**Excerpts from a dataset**
════════════════════
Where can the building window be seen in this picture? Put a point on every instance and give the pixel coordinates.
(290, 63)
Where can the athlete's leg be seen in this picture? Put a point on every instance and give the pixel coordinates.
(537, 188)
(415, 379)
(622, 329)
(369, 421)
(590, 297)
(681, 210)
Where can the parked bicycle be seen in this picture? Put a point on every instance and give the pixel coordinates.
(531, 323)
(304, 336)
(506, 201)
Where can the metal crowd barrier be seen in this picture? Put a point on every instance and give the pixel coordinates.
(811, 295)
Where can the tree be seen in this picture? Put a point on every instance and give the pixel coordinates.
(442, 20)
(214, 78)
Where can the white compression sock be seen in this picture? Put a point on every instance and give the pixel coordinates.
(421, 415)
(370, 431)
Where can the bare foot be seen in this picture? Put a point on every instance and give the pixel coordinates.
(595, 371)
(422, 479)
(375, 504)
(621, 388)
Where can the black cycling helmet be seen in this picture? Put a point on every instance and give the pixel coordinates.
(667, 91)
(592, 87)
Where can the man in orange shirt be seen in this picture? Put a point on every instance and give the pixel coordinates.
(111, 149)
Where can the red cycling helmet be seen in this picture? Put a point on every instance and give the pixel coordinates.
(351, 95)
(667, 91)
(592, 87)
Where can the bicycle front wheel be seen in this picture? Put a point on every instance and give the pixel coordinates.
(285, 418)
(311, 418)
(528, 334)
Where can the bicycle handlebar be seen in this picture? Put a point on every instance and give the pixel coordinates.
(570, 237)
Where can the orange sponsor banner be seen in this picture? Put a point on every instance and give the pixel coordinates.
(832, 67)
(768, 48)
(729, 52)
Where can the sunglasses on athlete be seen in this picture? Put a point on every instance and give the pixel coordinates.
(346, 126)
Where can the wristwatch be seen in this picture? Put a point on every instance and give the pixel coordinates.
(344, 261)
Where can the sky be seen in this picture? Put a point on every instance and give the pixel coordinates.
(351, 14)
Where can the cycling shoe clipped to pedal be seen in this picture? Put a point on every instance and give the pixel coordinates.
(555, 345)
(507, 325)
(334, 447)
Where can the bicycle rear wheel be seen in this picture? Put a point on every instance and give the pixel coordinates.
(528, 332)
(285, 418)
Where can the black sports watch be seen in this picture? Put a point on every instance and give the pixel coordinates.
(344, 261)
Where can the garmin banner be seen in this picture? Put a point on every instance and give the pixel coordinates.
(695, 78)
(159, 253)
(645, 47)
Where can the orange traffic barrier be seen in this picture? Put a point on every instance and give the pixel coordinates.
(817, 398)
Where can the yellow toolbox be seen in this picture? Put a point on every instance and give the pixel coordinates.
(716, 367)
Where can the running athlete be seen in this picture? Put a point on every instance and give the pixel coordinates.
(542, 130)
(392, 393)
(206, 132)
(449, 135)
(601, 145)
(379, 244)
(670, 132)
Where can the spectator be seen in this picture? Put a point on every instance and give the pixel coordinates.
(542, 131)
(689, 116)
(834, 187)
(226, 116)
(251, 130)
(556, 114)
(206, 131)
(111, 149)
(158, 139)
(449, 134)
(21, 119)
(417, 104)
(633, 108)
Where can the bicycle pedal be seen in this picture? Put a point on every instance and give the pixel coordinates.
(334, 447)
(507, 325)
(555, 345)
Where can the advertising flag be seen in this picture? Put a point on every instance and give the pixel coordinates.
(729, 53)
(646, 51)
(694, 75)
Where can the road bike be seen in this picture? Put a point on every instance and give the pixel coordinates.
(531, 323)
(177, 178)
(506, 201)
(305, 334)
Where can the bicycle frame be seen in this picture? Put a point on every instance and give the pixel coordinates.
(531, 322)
════════════════════
Write the entries above out again. Match them exactly.

**TASK OUTPUT**
Where can the building window be seen in this picture? Put a point on every instance and give the pixel coordinates.
(290, 63)
Where can the athlete's leg be seen in this picture? Put a point on every instance and give the pixel coordinates.
(537, 188)
(415, 379)
(622, 329)
(369, 421)
(590, 297)
(681, 210)
Where can the parked bicycle be seen in this picture? Put a point on every instance and give the pixel coordinates.
(531, 323)
(304, 336)
(506, 201)
Where can the metal crowd barrier be seen in this picture? Put a point on every instance and give the pixel coordinates.
(811, 295)
Where can the tree be seen in this picture? Put a point on every instance and give the pixel coordinates.
(442, 20)
(214, 78)
Where can the white compression sock be seen in this picture? Put a point on every instance and give the pixel coordinates.
(421, 415)
(370, 431)
Where can the bare foot be seen in this picture? Put a point on every instance and give the pixel coordinates.
(595, 371)
(422, 479)
(375, 504)
(621, 388)
Where can the black cycling helmet be seen in this picture? Put a point on every instance and give the pixel coordinates.
(667, 91)
(592, 87)
Where can the man in orange shirt be seen in this picture? Put a point on every instance and give the pixel coordinates.
(111, 149)
Where can the red cycling helmet be seen in this picture? Put a point on every instance and give the pixel coordinates.
(351, 95)
(667, 91)
(592, 87)
Where can the bicycle front wheel be seen in this picture? Put a point on every instance and give the pixel coordinates.
(285, 418)
(311, 418)
(528, 334)
Where can the bicycle handlebar be seen in this picture? Put a point on every instance and give the pixel coordinates.
(570, 237)
Where can the orange sponsor banner be seen in this picture? Put a point on every instance and give the pixel coordinates.
(832, 67)
(768, 48)
(729, 52)
Where can the sunglasses on athlete be seen in this picture? Put a point on every instance and give the pixel coordinates.
(346, 126)
Where can the wristwatch be seen in this picture? Put a point on every instance and give the pixel coordinates.
(344, 261)
Where can the sky be seen in this picture? Put a point on every instance and give the pixel coordinates.
(351, 14)
Where can the cycling shoe clipped to pedal be seen in this picture? Put a point on every instance and give the pixel coordinates.
(555, 345)
(507, 325)
(334, 447)
Where can the bicycle rear wheel be seen in this picture? Put a point on every instance and give the pixel coordinates.
(528, 332)
(285, 418)
Where can the black sports watch be seen in this picture? Put a point on every instance and give the pixel coordinates.
(344, 261)
Where can the garmin banner be seen in this picture? Put a point on every instance and give the pixel coordinates.
(695, 78)
(159, 253)
(645, 47)
Where can the orange traffic barrier be seen in this picture? Put a point on every instance and give the pixel coordinates.
(817, 398)
Where can the yellow toolbox be seen in this picture? Put a point on every instance and give the pixel coordinates.
(716, 367)
Where can the running athlete be seen in this picture? Put a point on every instance and give the pixel coordinates.
(542, 130)
(392, 393)
(206, 132)
(449, 135)
(601, 145)
(379, 244)
(670, 132)
Where can the spectator be seen in this picture? Put a point on every instance and give the pixel coordinates.
(542, 131)
(689, 116)
(834, 187)
(226, 116)
(251, 130)
(556, 114)
(206, 131)
(111, 149)
(158, 139)
(449, 134)
(21, 119)
(417, 104)
(633, 108)
Where can the bicycle pedal be seen in this picture? Put a point on every instance and give the pixel coordinates.
(334, 447)
(507, 325)
(555, 345)
Where can the advertising flag be seen in this picture? Put a point on every instance and give the pixel coordinates.
(729, 53)
(646, 51)
(694, 75)
Where can the road bike be seen in this picture? Put a point on every instance and give the pixel coordinates.
(531, 323)
(177, 178)
(506, 201)
(305, 334)
Where can the bicycle frame be seen in this picture? Put a point on every instance and give the pixel coordinates.
(531, 322)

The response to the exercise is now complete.